**WHAT IS REQUIRED:** Count the lines of the items below that contain the string "pole", with case taken into account, and give only the number.

(Collection entries)
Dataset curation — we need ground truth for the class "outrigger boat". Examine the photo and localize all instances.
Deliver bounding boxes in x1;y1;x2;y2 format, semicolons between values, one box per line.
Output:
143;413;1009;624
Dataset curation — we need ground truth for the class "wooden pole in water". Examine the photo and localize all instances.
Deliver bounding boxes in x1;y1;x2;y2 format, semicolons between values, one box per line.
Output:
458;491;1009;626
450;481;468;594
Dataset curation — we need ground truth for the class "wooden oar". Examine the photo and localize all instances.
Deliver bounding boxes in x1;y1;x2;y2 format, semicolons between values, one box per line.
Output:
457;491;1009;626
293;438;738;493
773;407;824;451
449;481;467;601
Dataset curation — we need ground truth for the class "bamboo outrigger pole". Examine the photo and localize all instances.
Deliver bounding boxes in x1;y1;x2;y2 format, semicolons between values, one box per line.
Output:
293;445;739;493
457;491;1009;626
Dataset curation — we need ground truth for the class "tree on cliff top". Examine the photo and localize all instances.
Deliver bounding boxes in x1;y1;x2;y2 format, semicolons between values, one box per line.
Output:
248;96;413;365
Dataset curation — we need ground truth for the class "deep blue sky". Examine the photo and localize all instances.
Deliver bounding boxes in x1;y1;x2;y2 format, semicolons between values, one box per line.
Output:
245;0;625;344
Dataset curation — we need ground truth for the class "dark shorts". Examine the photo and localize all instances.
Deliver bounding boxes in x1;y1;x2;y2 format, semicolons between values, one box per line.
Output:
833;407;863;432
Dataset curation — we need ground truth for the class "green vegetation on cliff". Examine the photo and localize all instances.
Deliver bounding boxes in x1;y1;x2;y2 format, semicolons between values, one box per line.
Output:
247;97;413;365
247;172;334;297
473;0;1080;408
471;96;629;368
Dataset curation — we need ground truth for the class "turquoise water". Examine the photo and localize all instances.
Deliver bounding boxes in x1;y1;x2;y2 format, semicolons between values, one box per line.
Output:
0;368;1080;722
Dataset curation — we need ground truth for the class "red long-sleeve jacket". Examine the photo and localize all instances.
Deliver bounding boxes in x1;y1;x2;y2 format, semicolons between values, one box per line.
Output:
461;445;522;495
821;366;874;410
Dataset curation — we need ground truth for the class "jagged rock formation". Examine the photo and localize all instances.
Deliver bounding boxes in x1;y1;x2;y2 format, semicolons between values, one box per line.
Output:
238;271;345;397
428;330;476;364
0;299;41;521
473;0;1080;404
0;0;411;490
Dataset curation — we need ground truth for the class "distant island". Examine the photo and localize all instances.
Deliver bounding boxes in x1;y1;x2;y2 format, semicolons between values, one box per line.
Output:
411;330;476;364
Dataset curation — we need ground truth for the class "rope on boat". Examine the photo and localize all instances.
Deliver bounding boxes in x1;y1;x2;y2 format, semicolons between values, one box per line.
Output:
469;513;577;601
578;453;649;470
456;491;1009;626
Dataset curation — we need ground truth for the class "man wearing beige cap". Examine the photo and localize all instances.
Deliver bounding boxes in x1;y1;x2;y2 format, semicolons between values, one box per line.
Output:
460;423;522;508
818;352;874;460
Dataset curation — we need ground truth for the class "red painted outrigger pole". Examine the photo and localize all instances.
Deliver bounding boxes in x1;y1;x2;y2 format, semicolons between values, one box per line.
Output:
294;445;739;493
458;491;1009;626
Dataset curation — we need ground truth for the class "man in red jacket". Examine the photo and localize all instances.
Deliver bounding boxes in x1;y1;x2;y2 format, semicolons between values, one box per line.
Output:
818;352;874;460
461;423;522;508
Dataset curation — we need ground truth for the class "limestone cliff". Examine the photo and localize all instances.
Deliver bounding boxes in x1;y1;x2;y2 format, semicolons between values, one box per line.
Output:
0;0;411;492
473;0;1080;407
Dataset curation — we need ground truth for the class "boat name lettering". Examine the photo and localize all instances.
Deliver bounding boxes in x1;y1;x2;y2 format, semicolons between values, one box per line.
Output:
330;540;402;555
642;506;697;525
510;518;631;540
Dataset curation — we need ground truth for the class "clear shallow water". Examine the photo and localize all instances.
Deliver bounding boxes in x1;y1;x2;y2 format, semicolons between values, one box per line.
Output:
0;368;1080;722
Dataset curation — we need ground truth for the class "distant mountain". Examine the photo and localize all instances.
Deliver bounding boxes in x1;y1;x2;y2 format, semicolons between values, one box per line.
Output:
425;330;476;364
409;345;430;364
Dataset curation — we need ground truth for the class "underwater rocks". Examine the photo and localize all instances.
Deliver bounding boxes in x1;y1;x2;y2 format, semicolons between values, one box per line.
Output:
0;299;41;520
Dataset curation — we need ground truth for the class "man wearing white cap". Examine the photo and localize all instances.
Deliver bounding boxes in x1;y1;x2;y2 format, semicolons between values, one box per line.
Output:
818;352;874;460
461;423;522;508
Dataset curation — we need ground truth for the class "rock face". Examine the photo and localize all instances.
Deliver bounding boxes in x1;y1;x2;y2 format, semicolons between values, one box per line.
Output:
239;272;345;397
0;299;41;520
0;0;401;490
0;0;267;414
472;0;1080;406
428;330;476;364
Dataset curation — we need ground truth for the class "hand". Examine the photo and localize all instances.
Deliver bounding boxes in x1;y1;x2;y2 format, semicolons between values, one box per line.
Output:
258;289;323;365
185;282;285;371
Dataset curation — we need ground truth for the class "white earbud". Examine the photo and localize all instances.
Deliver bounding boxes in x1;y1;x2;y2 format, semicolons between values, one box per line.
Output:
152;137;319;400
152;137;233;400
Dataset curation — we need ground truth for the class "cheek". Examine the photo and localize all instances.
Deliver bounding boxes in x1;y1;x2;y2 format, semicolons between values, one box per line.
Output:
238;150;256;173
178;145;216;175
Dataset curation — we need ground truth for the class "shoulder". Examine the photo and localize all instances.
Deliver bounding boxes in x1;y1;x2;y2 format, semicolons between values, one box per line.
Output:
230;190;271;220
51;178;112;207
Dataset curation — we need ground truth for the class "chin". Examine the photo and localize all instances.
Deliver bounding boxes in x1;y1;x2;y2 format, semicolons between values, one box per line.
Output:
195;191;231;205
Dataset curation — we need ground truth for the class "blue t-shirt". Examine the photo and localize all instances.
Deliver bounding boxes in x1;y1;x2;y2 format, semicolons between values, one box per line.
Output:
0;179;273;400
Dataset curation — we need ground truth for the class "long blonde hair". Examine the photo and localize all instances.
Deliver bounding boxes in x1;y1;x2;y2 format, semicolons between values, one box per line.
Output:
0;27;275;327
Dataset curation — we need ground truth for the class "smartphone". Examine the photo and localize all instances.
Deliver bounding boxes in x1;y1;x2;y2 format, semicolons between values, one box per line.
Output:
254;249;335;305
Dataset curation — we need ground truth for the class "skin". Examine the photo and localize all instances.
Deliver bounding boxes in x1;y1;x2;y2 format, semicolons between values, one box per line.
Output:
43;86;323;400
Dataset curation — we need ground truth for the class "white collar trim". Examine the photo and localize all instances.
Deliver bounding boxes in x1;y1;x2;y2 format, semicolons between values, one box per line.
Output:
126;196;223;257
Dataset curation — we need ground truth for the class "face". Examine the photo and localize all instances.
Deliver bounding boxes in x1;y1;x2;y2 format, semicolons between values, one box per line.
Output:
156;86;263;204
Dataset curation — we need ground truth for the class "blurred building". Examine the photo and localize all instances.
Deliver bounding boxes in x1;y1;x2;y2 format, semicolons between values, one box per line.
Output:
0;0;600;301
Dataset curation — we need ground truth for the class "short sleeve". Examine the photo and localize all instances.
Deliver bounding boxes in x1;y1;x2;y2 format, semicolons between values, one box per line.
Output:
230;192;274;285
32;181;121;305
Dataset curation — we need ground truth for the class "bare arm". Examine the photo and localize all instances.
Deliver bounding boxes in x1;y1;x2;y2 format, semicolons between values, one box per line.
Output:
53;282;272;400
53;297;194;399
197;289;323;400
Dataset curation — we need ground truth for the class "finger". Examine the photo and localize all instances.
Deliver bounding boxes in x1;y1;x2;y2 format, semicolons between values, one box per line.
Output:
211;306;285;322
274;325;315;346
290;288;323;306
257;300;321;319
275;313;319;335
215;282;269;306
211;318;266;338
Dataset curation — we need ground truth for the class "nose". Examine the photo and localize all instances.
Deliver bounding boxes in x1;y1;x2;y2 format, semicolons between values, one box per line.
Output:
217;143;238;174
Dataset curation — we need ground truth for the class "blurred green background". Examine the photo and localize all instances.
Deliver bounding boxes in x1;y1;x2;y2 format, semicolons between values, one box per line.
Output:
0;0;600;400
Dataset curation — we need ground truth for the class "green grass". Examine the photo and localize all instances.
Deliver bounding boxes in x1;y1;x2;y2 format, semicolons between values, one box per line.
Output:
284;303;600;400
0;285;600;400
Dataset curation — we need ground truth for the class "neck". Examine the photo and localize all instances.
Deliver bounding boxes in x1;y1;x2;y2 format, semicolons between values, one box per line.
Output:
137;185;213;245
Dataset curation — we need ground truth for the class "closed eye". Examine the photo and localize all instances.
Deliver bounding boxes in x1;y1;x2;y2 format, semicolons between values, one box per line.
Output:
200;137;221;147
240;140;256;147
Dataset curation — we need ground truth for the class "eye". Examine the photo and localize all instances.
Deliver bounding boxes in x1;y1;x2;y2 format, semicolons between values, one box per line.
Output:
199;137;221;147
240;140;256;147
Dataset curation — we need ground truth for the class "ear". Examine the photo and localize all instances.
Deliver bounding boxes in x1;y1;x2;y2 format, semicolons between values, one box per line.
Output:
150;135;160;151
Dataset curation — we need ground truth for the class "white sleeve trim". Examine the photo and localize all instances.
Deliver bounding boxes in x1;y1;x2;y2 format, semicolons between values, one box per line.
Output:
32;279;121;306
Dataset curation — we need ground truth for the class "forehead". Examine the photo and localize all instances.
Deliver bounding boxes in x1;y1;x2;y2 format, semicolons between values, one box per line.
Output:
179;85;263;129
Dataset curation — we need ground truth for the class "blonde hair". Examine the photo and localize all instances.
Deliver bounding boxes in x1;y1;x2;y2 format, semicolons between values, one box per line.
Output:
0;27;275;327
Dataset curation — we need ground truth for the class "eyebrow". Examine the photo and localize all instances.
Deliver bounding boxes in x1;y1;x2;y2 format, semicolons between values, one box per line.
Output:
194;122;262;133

**THE RESULT:** 3